WORK REQUIRED — Repeat, exactly and completely, the entries shown underneath.

DATA SUPPLIED —
%%
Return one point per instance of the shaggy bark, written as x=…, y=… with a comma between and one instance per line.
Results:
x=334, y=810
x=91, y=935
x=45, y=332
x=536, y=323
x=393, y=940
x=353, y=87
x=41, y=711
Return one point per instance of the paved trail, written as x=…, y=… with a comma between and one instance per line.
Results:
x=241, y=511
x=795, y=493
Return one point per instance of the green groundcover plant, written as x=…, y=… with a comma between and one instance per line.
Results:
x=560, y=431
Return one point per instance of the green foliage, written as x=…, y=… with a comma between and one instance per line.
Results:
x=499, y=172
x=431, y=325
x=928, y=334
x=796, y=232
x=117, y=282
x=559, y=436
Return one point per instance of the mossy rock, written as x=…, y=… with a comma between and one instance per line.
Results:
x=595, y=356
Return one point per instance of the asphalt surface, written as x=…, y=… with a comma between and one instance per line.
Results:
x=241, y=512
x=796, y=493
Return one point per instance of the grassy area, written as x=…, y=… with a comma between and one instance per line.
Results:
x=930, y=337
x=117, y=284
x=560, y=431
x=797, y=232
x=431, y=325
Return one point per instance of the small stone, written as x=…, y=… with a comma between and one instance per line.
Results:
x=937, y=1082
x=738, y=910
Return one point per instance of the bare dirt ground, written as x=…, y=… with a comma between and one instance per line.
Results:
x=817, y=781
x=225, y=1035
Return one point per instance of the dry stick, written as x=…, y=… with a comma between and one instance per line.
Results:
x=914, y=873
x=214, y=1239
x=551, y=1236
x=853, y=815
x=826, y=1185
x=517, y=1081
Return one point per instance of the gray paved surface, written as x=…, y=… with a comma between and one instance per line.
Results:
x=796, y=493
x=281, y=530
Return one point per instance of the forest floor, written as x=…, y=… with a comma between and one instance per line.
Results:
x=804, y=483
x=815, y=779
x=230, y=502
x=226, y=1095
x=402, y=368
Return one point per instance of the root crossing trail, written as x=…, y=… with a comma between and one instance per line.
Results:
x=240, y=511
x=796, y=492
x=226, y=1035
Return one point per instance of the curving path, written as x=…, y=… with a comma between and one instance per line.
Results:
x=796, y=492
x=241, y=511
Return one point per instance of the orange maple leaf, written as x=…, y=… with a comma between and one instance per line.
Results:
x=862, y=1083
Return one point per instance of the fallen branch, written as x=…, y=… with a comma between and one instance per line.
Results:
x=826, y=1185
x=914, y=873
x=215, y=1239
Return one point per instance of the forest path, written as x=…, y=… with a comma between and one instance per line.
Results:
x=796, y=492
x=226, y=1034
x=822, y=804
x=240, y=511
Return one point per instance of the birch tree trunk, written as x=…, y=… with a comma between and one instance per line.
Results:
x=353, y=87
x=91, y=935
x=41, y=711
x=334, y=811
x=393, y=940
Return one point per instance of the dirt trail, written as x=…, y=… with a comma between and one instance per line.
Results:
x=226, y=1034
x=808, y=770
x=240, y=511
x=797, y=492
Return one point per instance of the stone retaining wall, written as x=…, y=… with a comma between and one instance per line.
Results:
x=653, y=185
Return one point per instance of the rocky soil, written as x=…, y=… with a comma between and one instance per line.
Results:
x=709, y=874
%%
THE COMPLETED TASK —
Return one point per instance of the shaggy bark, written as x=…, y=… with a comma between and one instance per line.
Results:
x=334, y=810
x=91, y=935
x=45, y=332
x=536, y=323
x=393, y=940
x=353, y=87
x=41, y=711
Return one point per instance of the paved trail, written as x=…, y=… with a comma between and one instance per line.
Results:
x=241, y=511
x=795, y=493
Return one point per instance of the green groundcover plant, written as x=…, y=… with a comma between and one instance per line.
Results:
x=560, y=431
Return one point per instance of the green foliage, written as x=…, y=… with a comma between and one instance per line.
Results:
x=499, y=172
x=431, y=325
x=928, y=334
x=796, y=232
x=117, y=282
x=559, y=436
Return one point per instance of the mossy rock, written as x=…, y=… with a comma between and one instance per line.
Results:
x=595, y=356
Return one point per instance of the asphalt surface, written as x=…, y=… with a comma between and one instance per line.
Results:
x=241, y=512
x=796, y=493
Return one point per instance of the grassy area, written as x=…, y=… with a comma between and one instance per line.
Results:
x=930, y=337
x=117, y=284
x=560, y=431
x=797, y=232
x=431, y=325
Return one point per instance of the small stone, written as x=…, y=… with a comma between and one instance per line.
Results:
x=937, y=1082
x=738, y=910
Return one point per instance of the bare dirt ground, written as x=…, y=… with a comma between and one instance per line.
Results:
x=817, y=781
x=225, y=1035
Return one point per instance of the dry stick, written as x=…, y=… with a comma between and one instance per line.
Results:
x=914, y=873
x=214, y=1239
x=551, y=1236
x=853, y=815
x=826, y=1185
x=517, y=1081
Return one point per instance of the gray paved surface, written as x=…, y=… with a comma between and one instance per line.
Results:
x=796, y=493
x=281, y=530
Return one point per instance of the forest floor, written as x=…, y=… with a comma between and one instance per line.
Results:
x=804, y=483
x=815, y=779
x=230, y=502
x=226, y=1095
x=402, y=368
Return one point per instance of the root crossing trail, written as x=…, y=… with a comma between and one instance per line.
Results:
x=240, y=511
x=796, y=492
x=226, y=1035
Return one point per instance of the curving path, written as x=…, y=… with a comma between and one instance per line.
Results:
x=796, y=492
x=241, y=511
Return one point per instance of the orange maple leaf, written as x=…, y=… with a comma between and one instance per line.
Results:
x=862, y=1083
Return one point per instance of the fallen branch, written as x=…, y=… with a comma between and one instance per line.
Results:
x=826, y=1185
x=914, y=873
x=215, y=1239
Return one point per instance of the forest path, written as x=…, y=… with a comma between and one instance per line.
Results:
x=796, y=492
x=226, y=1034
x=822, y=804
x=240, y=511
Return one point per instance of the birch tree trunk, written as x=…, y=… with a comma between and one instance per line.
Results:
x=353, y=87
x=91, y=935
x=41, y=711
x=334, y=811
x=393, y=940
Return one point per instance of the dirt trail, written as x=…, y=… with a comma between and one instance per line.
Results:
x=226, y=1034
x=808, y=770
x=240, y=511
x=797, y=492
Return one point per instance of the stone retaining wall, written as x=…, y=… with a comma between and one instance per line.
Results:
x=653, y=185
Return one point per instance of the rocky soil, written as x=…, y=… with a comma between and one instance per line.
Results:
x=709, y=874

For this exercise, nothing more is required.